▸ **Short problem**:
Reproduce the full listing below unchanged, apart from the pictures.

▸ **Provided entries**:
= = =

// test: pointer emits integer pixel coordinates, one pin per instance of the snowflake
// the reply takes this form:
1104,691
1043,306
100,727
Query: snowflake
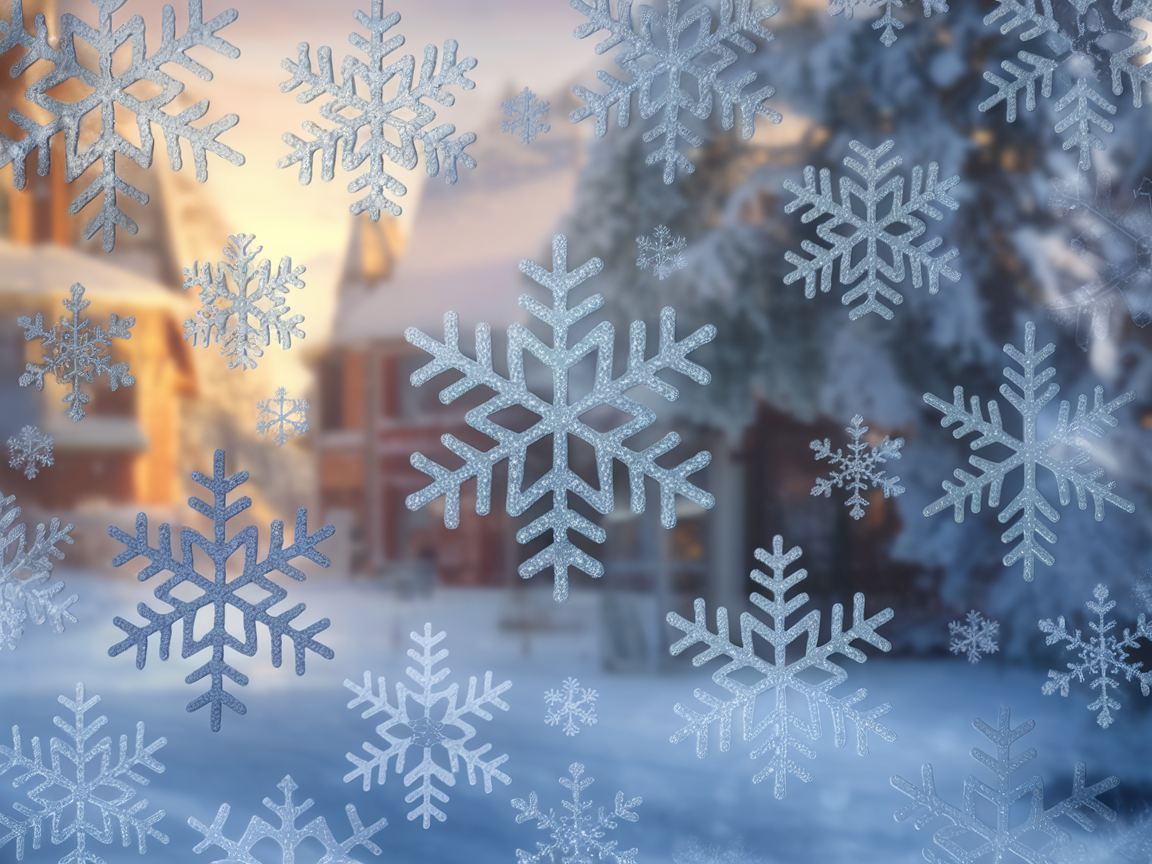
220,592
241,339
871,229
1100,656
560,419
976,637
427,733
859,469
76,353
968,838
660,252
780,675
580,836
107,92
576,706
55,795
404,115
652,50
1029,453
30,449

= = =

▸ **Problem solution**:
// test: pointer emits integer pixel coordinates, one pin per instance of the snowflake
// the reply takes this form:
1104,691
1043,306
100,727
Query: snowflake
220,592
241,339
871,229
1100,656
560,419
976,637
427,733
859,469
76,353
968,838
660,252
780,675
580,836
107,92
576,706
55,795
404,115
652,50
1029,453
30,449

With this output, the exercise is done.